◆ **Records for this exercise**:
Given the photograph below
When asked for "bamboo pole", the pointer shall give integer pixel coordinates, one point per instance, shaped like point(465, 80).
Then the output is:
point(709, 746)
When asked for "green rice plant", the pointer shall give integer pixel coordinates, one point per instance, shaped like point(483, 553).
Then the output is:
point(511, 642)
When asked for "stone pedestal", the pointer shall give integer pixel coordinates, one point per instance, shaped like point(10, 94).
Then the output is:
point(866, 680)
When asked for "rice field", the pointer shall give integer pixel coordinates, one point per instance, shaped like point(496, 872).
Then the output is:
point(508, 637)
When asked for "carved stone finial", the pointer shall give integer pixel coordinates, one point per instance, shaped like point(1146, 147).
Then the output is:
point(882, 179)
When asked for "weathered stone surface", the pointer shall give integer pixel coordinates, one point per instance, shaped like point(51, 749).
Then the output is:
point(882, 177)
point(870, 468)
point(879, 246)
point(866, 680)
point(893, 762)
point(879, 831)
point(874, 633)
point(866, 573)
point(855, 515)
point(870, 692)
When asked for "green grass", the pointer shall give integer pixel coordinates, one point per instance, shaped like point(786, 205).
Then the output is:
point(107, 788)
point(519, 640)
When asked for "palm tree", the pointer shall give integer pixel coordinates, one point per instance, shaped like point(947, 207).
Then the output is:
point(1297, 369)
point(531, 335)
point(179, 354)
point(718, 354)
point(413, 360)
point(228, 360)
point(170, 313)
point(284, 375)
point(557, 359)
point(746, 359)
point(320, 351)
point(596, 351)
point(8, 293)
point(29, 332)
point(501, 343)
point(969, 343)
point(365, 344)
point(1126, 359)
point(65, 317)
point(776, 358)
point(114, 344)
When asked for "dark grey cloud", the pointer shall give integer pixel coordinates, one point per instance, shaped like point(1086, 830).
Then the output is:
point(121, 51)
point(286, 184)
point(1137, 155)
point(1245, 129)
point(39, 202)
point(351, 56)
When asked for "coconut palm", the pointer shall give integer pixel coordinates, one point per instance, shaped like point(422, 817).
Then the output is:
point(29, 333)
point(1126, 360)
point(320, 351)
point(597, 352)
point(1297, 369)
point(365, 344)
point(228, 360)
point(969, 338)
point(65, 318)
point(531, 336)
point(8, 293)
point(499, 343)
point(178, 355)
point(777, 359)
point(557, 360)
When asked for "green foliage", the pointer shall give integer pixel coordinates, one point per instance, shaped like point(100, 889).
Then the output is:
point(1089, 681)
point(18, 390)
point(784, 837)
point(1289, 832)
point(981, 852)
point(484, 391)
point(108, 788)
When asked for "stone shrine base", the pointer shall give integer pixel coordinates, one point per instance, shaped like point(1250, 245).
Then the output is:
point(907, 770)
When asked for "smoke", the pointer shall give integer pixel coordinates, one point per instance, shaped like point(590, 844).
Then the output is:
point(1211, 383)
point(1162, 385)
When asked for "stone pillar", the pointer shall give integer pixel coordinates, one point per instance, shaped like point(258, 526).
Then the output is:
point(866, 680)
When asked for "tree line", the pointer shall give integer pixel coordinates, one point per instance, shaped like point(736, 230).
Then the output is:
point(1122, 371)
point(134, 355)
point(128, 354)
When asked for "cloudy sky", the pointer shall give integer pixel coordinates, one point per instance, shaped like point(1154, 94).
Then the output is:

◆ **What is required**: Please return every one of the lines above word for word, changing nothing.

◆ **Exercise result**:
Given the photograph below
When asked for "bamboo pole", the pointer shall give integer pixel coordinates, one point per instance, shaped like point(465, 80).
Then the output is:
point(709, 746)
When asked for "green rice plant", the pointer shall give integer pixel coordinates, one point per instance, shaped like point(483, 553).
Then the output is:
point(511, 642)
When asked for "stone pedestal", the pointer shall give integer pixel coordinates, one point per instance, shaped like point(10, 94).
Then the output is:
point(866, 680)
When asked for "rice field", the pointer shall give integer pixel coordinates, one point per instance, shaped like point(496, 872).
Then the output is:
point(508, 637)
When asked for "carved stone finial", the pointer shall give integer pixel coordinates, one point per instance, shaped like point(1146, 147).
Then the output is:
point(882, 179)
When asked for "weathered stone surface", the pointer shall give integer pixel coordinates, one point per instance, shaped like point(51, 749).
Then the output is:
point(882, 177)
point(870, 468)
point(879, 246)
point(866, 680)
point(893, 762)
point(879, 831)
point(874, 633)
point(866, 573)
point(855, 515)
point(870, 692)
When asked for "green grass", the pointer shall give integer pixel coordinates, one point per instance, shaped like point(786, 205).
Then the output is:
point(107, 788)
point(519, 640)
When asked for "palm tree", the pointer shall give integer pixel coordinates, one point per instance, shaped like point(947, 207).
Then the output is:
point(1297, 369)
point(531, 335)
point(179, 354)
point(718, 354)
point(413, 360)
point(228, 360)
point(170, 313)
point(284, 375)
point(557, 359)
point(746, 359)
point(320, 351)
point(596, 351)
point(8, 293)
point(29, 332)
point(501, 343)
point(969, 343)
point(365, 344)
point(1126, 359)
point(65, 317)
point(776, 358)
point(114, 344)
When asked for "dark grey cloud", the pointer shall give integer pixel coordinates, one point per instance, shaped like point(1086, 830).
Then the output is:
point(121, 51)
point(286, 184)
point(1137, 155)
point(1245, 129)
point(39, 202)
point(351, 56)
When asked for "coconut palm", the pointer shall give integer pixel coordinates, one point per instance, shaped like point(422, 817).
Then the output is:
point(29, 333)
point(1126, 360)
point(320, 351)
point(597, 352)
point(1297, 369)
point(365, 344)
point(228, 360)
point(969, 338)
point(65, 318)
point(531, 336)
point(8, 293)
point(499, 343)
point(178, 355)
point(777, 359)
point(557, 360)
When asked for "green foliage", the pointer shall give integer pixel coordinates, one point per instance, shaped like point(100, 889).
Then the output is:
point(1089, 681)
point(18, 390)
point(784, 837)
point(1289, 832)
point(981, 852)
point(484, 391)
point(108, 788)
When asked for "stone shrine base", the pointer shall give integer pixel coordinates, one point per instance, shaped like point(1250, 245).
Then the output is:
point(907, 770)
When asked for "smoke", the pointer shall give integer pixel coordinates, one point per instance, shaped like point(590, 844).
Then the output is:
point(1211, 383)
point(1162, 385)
When asked for "stone pillar", the pointer shall give integer pixel coordinates, one point per instance, shaped like point(258, 526).
Then the output is:
point(866, 680)
When asked for "tree line", the pointer shall give integer pixel coordinates, one point per instance, shaped like point(736, 230).
Then the output is:
point(1122, 371)
point(134, 355)
point(128, 354)
When asked for "cloudy sky", the pointer shall give integer pixel coordinates, one point per instance, shaped like point(1154, 94).
Then the output is:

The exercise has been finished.